▶ **AIM OF THE TASK**:
Arrange the rows below as a numbered list, starting at the line that contains "Task: tag every instance of the ocean" and ending at the last line of the rows. Leave out blank lines and the pictures.

====

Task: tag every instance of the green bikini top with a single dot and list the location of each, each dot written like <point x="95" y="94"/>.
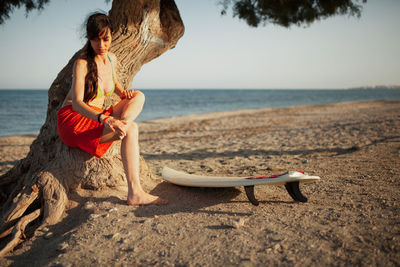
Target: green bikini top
<point x="101" y="92"/>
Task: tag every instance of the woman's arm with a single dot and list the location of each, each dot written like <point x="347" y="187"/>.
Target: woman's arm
<point x="78" y="91"/>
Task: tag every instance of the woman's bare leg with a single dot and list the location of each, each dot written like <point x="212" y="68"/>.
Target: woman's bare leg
<point x="130" y="159"/>
<point x="128" y="110"/>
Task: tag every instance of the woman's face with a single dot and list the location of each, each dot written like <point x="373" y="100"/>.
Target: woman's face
<point x="102" y="43"/>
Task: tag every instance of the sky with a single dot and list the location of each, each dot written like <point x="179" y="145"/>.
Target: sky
<point x="217" y="52"/>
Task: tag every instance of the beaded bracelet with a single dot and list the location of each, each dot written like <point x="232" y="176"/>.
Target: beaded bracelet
<point x="104" y="121"/>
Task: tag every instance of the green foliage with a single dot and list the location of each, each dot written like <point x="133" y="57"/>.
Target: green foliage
<point x="7" y="7"/>
<point x="289" y="12"/>
<point x="254" y="12"/>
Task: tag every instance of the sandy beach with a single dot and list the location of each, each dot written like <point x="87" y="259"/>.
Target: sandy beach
<point x="352" y="216"/>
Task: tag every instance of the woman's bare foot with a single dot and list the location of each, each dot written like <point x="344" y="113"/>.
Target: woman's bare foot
<point x="145" y="199"/>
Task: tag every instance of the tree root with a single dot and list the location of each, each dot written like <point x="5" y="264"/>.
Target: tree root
<point x="18" y="208"/>
<point x="18" y="232"/>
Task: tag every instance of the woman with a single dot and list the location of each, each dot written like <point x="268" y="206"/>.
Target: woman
<point x="83" y="123"/>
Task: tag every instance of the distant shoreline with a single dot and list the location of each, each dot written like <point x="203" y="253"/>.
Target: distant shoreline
<point x="211" y="115"/>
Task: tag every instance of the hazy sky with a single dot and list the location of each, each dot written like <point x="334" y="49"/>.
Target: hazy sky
<point x="217" y="51"/>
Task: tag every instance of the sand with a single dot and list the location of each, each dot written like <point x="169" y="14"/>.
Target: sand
<point x="352" y="216"/>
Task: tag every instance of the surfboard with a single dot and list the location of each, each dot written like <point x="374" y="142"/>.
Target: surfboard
<point x="290" y="179"/>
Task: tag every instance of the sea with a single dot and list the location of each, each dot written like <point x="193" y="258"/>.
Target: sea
<point x="23" y="112"/>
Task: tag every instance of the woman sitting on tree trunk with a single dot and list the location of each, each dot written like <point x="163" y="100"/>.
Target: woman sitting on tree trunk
<point x="83" y="123"/>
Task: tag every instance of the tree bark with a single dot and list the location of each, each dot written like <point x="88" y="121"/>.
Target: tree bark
<point x="143" y="30"/>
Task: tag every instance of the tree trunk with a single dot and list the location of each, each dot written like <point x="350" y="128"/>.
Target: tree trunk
<point x="143" y="30"/>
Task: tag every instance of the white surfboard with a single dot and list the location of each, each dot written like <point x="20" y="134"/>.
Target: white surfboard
<point x="290" y="179"/>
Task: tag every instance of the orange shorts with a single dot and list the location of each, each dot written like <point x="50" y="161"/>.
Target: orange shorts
<point x="76" y="130"/>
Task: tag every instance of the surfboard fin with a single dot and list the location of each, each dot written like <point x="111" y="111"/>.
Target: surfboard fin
<point x="250" y="195"/>
<point x="294" y="191"/>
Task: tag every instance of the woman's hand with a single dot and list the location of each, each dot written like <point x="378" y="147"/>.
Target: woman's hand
<point x="117" y="126"/>
<point x="128" y="94"/>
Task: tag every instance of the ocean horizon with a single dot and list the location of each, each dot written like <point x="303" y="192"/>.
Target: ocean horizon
<point x="23" y="111"/>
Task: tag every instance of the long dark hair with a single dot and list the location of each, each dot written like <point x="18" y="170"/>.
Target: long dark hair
<point x="97" y="23"/>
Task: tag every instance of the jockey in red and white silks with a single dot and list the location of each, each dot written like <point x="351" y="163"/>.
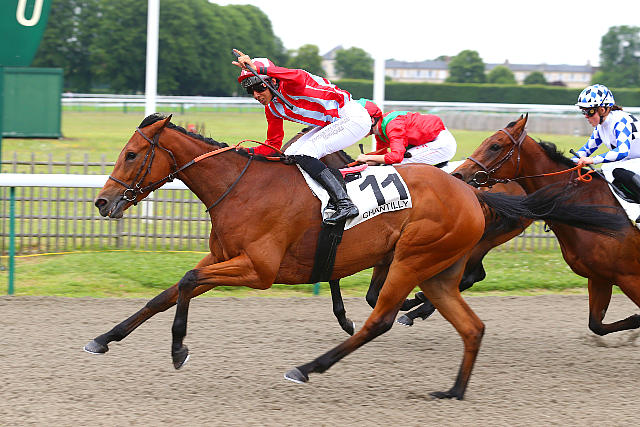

====

▶ **THE RESPONSE**:
1. Task: tag every instance of the ocean horizon with a single dot and list the location of each, each dot written like <point x="303" y="192"/>.
2. Target: ocean horizon
3. <point x="23" y="111"/>
4. Task: tag every instance of the long dark hair with a single dot and list the location of each, each dot written like <point x="18" y="170"/>.
5. Target: long dark hair
6. <point x="97" y="23"/>
7. Task: tag every instance of the jockey in red and white silks with a single dot and list the location of each, each dot written like <point x="351" y="163"/>.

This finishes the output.